• Work instructions:
Copy out all the entries shown below, exactly as they appear.

• Dataset entries:
*** Block opens ***

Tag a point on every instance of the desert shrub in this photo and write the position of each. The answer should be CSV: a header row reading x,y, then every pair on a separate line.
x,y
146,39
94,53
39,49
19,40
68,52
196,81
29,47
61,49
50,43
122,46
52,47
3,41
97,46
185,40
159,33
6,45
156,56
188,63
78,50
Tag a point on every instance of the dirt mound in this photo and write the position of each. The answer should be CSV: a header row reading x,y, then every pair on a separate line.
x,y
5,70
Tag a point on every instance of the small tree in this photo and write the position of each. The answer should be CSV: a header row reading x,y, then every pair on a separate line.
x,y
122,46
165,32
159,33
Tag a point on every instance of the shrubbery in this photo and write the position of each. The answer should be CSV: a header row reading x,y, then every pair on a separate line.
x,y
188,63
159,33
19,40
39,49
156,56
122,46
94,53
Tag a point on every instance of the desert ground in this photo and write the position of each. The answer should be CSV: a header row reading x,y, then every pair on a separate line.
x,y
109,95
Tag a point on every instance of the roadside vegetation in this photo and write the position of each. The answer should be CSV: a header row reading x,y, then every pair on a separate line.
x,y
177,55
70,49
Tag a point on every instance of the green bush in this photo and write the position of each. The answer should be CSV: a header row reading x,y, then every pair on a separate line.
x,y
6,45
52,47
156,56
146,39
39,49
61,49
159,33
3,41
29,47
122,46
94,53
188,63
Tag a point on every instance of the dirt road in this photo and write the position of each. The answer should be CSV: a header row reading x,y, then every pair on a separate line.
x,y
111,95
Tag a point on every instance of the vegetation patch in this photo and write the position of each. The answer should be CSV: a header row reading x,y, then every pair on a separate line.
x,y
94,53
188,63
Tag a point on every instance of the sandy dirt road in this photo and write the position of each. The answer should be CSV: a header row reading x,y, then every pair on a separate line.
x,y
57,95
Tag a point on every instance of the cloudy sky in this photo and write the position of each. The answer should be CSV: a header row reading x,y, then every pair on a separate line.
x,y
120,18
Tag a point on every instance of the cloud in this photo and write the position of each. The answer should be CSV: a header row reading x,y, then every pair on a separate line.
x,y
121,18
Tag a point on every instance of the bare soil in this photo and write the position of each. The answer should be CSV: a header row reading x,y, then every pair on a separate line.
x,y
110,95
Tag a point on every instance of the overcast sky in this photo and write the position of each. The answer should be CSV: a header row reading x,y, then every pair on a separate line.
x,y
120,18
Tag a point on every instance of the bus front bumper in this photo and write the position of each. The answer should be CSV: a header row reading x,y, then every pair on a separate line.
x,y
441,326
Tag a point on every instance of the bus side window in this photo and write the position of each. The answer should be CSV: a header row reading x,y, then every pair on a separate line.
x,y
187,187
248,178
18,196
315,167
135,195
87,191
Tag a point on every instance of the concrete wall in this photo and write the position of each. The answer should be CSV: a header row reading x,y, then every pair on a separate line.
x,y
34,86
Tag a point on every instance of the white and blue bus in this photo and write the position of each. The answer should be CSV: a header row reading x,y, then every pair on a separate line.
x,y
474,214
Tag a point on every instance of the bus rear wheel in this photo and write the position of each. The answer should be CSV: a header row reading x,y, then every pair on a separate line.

*** Block closes ***

• Solution to this exercise:
Tag a point on every instance of the desert shrub in this photo and write the position of each. The answer should be CSV: a header row reading x,y, then every pair on a separate line.
x,y
146,39
94,53
39,49
19,40
68,52
196,81
29,47
61,49
50,43
122,46
52,47
3,41
97,46
185,40
159,33
6,45
156,56
188,63
78,50
Tag a point on every instance of the dirt mound in this photo and write the position of each. The answer should be CSV: a header row reading x,y, then every pair on a separate line.
x,y
5,70
Tag a point on every instance of the small tree in this photo and write the position of each. The answer should be CSV: a header row reading x,y, then every pair on a separate line.
x,y
122,46
165,32
159,33
Tag a point on every instance of the shrubbery in this photo and write the position of each. The answer should be CSV: a header row reading x,y, then every pair on a separate line.
x,y
188,63
159,33
19,40
39,49
156,56
122,46
94,53
Tag a point on every instance of the desert ground in this photo and write the position of each. The answer should be CSV: a header row reading x,y, then every pair on a separate line.
x,y
109,95
Tag a point on every instance of the roadside vegetation in this photo and write the position of each. The answer should be CSV: a header row reading x,y, then every pair on a separate line.
x,y
177,55
70,49
Tag a point on every instance of the green bush in this photo and write the position of each. The answer should be CSV: a header row reading x,y, then every pair on a separate line.
x,y
6,45
52,47
156,56
146,39
39,49
61,49
159,33
3,41
29,47
122,46
94,53
188,63
Tag a point on every instance of the dirt road in this photo and write the position of each. The answer should be CSV: a header row reading x,y, then every pair on a separate line.
x,y
111,95
Tag a point on every instance of the vegetation patch in this photo and write the position of each. The answer should be CSV: a header row reading x,y, then every pair on a separate line.
x,y
94,53
188,63
Tag a point on every instance of the sandy dirt road in this photo and write the position of each. The answer should be CSV: a header row reading x,y, then every pair on a separate line.
x,y
57,95
Tag a point on every instance of the cloudy sky in this photo and write the position of each. The answer should be CSV: a header row reading x,y, then every pair on a separate line.
x,y
120,18
Tag a point on every instance of the cloud in this photo and write the position of each. The answer should be CSV: a header row reading x,y, then every pair on a separate line.
x,y
121,18
Tag a point on every instance of the bare soil in this photo and write the position of each. The answer should be CSV: a header row reading x,y, then every pair on a separate line.
x,y
110,95
Tag a point on every instance of the overcast sky in this photo and write the position of each. The answer should be CSV: a header row reading x,y, then every pair on a separate line.
x,y
120,18
Tag a point on every instance of the bus front bumper in this photo and write the position of each. The answer should be CSV: a header row reading x,y, then every pair on a separate line.
x,y
441,326
Tag a point on every instance of the bus side window in this photo and write the position of each. The answer should be CSV: a header row reading x,y, then every pair on a separate line.
x,y
187,187
248,178
18,196
315,167
135,195
87,191
Tag a point on every instance of the concrete wall in this photo and write the position of each. The answer should be CSV: a header row reading x,y, then every pair on a separate line.
x,y
34,86
Tag a point on every instance of the white and blue bus in this photo and write the position of each. The answer should be CSV: a header row reading x,y, then every pair on a separate line.
x,y
474,214
Tag a point on every instance of the bus rear wheel in this photo and write the position of each. The answer should be CSV: a header row reading x,y, then every pair on a separate line.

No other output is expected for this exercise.